Identify every line in the rows below that contains the word "outstretched" and copy each such line in full. Matching is case-sensitive.

RAW RECORDS:
• • • • •

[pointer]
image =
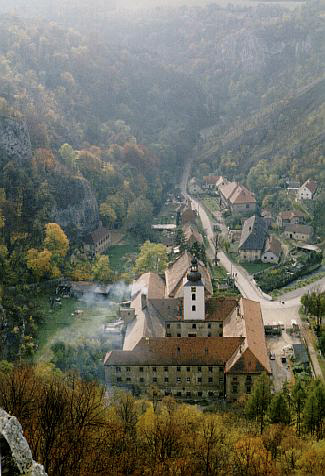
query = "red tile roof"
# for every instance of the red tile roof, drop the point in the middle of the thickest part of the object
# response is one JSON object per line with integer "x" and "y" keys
{"x": 311, "y": 185}
{"x": 177, "y": 351}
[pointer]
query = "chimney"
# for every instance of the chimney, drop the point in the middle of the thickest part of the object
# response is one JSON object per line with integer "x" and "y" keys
{"x": 143, "y": 301}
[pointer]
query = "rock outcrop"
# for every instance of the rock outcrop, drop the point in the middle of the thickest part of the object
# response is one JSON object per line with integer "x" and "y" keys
{"x": 76, "y": 209}
{"x": 11, "y": 431}
{"x": 14, "y": 139}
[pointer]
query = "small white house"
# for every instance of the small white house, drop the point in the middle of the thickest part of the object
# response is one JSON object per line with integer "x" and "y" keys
{"x": 307, "y": 190}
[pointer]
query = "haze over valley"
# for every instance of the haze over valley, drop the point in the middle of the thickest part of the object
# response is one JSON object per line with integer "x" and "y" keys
{"x": 162, "y": 230}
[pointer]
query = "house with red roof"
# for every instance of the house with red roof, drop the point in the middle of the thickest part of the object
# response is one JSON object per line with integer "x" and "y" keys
{"x": 308, "y": 190}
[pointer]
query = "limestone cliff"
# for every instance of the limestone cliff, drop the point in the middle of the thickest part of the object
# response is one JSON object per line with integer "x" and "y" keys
{"x": 20, "y": 454}
{"x": 76, "y": 208}
{"x": 14, "y": 139}
{"x": 75, "y": 205}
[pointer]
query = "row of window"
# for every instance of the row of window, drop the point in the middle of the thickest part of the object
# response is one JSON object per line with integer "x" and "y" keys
{"x": 235, "y": 389}
{"x": 179, "y": 325}
{"x": 166, "y": 380}
{"x": 178, "y": 369}
{"x": 235, "y": 378}
{"x": 168, "y": 334}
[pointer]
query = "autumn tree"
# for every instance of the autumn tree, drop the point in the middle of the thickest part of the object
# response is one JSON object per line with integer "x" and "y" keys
{"x": 56, "y": 240}
{"x": 251, "y": 458}
{"x": 49, "y": 260}
{"x": 298, "y": 398}
{"x": 140, "y": 216}
{"x": 258, "y": 403}
{"x": 314, "y": 409}
{"x": 278, "y": 411}
{"x": 101, "y": 269}
{"x": 314, "y": 304}
{"x": 40, "y": 263}
{"x": 152, "y": 258}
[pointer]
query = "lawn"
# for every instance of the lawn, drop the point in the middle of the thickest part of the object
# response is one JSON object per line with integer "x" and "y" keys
{"x": 210, "y": 203}
{"x": 60, "y": 323}
{"x": 121, "y": 257}
{"x": 253, "y": 268}
{"x": 56, "y": 319}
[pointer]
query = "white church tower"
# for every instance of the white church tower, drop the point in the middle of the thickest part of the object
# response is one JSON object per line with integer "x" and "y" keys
{"x": 194, "y": 301}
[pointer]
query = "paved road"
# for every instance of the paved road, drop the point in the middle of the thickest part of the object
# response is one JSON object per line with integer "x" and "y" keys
{"x": 272, "y": 311}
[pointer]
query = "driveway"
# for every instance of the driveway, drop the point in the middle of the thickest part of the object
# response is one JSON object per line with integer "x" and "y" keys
{"x": 284, "y": 310}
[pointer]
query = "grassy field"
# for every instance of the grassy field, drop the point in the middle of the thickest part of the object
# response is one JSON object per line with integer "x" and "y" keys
{"x": 300, "y": 283}
{"x": 60, "y": 323}
{"x": 252, "y": 268}
{"x": 210, "y": 203}
{"x": 121, "y": 257}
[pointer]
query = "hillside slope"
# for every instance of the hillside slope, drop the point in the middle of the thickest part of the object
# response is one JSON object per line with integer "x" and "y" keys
{"x": 289, "y": 136}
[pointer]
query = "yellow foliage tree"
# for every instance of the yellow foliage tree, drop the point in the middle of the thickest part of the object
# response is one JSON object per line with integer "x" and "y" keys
{"x": 56, "y": 240}
{"x": 39, "y": 262}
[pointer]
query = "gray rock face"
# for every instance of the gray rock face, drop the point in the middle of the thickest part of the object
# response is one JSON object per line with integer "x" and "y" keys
{"x": 76, "y": 206}
{"x": 14, "y": 139}
{"x": 11, "y": 430}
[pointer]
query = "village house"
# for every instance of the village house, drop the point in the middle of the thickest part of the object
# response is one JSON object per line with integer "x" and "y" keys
{"x": 290, "y": 217}
{"x": 192, "y": 235}
{"x": 212, "y": 182}
{"x": 221, "y": 358}
{"x": 98, "y": 241}
{"x": 194, "y": 187}
{"x": 267, "y": 217}
{"x": 307, "y": 191}
{"x": 273, "y": 250}
{"x": 299, "y": 232}
{"x": 253, "y": 239}
{"x": 185, "y": 214}
{"x": 237, "y": 197}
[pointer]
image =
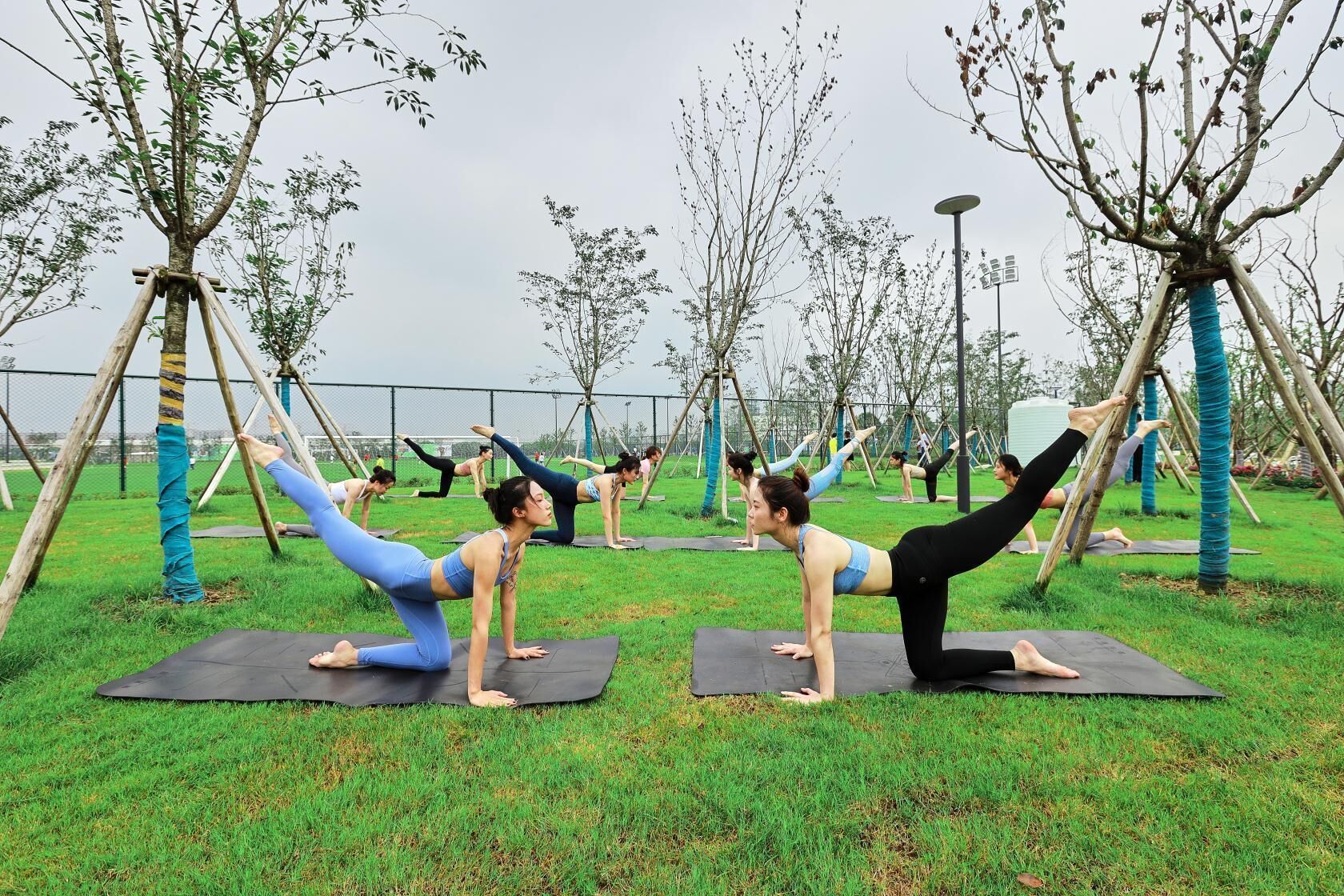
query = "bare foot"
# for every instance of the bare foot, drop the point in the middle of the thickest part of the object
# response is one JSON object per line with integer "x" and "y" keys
{"x": 1148, "y": 426}
{"x": 1086, "y": 419}
{"x": 260, "y": 452}
{"x": 1027, "y": 658}
{"x": 343, "y": 656}
{"x": 1116, "y": 535}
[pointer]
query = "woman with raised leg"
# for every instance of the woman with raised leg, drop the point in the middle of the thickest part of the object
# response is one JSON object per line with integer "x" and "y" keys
{"x": 926, "y": 472}
{"x": 448, "y": 468}
{"x": 566, "y": 492}
{"x": 415, "y": 585}
{"x": 343, "y": 494}
{"x": 1057, "y": 498}
{"x": 915, "y": 571}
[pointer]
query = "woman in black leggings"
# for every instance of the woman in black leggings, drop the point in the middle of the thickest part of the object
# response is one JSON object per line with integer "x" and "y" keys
{"x": 917, "y": 570}
{"x": 448, "y": 468}
{"x": 926, "y": 472}
{"x": 605, "y": 490}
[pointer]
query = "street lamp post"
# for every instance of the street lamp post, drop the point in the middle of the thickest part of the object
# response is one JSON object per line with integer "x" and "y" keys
{"x": 7, "y": 364}
{"x": 996, "y": 276}
{"x": 956, "y": 206}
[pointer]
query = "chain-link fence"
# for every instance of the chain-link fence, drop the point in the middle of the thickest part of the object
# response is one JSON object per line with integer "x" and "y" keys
{"x": 42, "y": 406}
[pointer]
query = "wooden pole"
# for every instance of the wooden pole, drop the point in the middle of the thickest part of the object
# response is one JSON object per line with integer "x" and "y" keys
{"x": 1105, "y": 442}
{"x": 863, "y": 446}
{"x": 1184, "y": 421}
{"x": 231, "y": 452}
{"x": 26, "y": 563}
{"x": 314, "y": 398}
{"x": 746, "y": 414}
{"x": 23, "y": 448}
{"x": 268, "y": 526}
{"x": 676, "y": 427}
{"x": 1171, "y": 458}
{"x": 306, "y": 458}
{"x": 1304, "y": 425}
{"x": 322, "y": 422}
{"x": 1328, "y": 415}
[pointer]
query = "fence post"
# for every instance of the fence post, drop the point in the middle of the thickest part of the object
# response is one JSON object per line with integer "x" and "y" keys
{"x": 122, "y": 431}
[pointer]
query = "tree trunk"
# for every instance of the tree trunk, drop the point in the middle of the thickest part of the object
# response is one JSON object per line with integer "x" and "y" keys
{"x": 179, "y": 570}
{"x": 1150, "y": 494}
{"x": 1215, "y": 435}
{"x": 713, "y": 454}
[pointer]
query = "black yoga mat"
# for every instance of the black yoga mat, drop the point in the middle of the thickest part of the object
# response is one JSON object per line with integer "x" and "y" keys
{"x": 245, "y": 666}
{"x": 735, "y": 661}
{"x": 294, "y": 531}
{"x": 1142, "y": 546}
{"x": 921, "y": 498}
{"x": 824, "y": 498}
{"x": 650, "y": 543}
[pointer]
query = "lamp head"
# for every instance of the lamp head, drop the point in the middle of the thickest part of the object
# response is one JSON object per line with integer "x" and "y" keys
{"x": 958, "y": 205}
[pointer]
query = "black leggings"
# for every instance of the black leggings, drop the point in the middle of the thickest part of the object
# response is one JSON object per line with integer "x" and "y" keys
{"x": 561, "y": 486}
{"x": 929, "y": 555}
{"x": 932, "y": 472}
{"x": 445, "y": 466}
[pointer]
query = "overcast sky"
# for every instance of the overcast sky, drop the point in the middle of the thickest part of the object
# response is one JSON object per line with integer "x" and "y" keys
{"x": 578, "y": 102}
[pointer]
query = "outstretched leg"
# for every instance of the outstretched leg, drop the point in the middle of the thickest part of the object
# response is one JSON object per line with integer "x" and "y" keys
{"x": 930, "y": 555}
{"x": 785, "y": 466}
{"x": 827, "y": 474}
{"x": 381, "y": 562}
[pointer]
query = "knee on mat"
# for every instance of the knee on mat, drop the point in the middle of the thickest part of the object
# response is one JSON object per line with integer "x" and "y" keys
{"x": 928, "y": 668}
{"x": 437, "y": 658}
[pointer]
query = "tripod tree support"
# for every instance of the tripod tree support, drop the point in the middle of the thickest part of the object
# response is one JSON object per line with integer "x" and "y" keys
{"x": 218, "y": 476}
{"x": 235, "y": 426}
{"x": 26, "y": 563}
{"x": 1105, "y": 442}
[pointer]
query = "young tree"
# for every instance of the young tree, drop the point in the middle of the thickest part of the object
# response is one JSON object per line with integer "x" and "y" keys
{"x": 1106, "y": 290}
{"x": 747, "y": 154}
{"x": 917, "y": 334}
{"x": 183, "y": 90}
{"x": 777, "y": 363}
{"x": 854, "y": 269}
{"x": 1187, "y": 174}
{"x": 55, "y": 215}
{"x": 1314, "y": 316}
{"x": 282, "y": 263}
{"x": 596, "y": 310}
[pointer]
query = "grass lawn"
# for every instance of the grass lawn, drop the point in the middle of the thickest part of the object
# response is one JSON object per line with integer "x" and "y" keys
{"x": 650, "y": 790}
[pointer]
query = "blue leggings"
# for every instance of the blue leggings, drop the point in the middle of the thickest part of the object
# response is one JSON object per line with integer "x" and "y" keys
{"x": 1117, "y": 470}
{"x": 399, "y": 570}
{"x": 561, "y": 486}
{"x": 785, "y": 466}
{"x": 827, "y": 474}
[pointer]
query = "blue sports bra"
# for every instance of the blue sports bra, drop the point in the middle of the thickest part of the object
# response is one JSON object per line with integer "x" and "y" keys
{"x": 855, "y": 571}
{"x": 590, "y": 486}
{"x": 462, "y": 579}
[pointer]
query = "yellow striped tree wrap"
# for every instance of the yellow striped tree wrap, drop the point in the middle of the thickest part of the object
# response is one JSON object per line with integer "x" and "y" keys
{"x": 172, "y": 383}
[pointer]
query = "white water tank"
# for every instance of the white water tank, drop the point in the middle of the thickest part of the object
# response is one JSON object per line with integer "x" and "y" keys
{"x": 1034, "y": 423}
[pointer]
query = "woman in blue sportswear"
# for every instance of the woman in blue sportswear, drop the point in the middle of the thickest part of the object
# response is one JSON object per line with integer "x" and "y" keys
{"x": 917, "y": 570}
{"x": 415, "y": 583}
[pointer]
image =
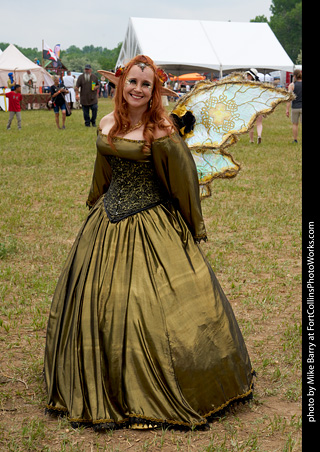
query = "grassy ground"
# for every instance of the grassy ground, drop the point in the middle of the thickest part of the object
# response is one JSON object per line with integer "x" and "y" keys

• • • • •

RESPONSE TO THIS TASK:
query = "outstretched leg"
# for every instance of the outstretched leg, drop the point in the middle of the thickest part of the object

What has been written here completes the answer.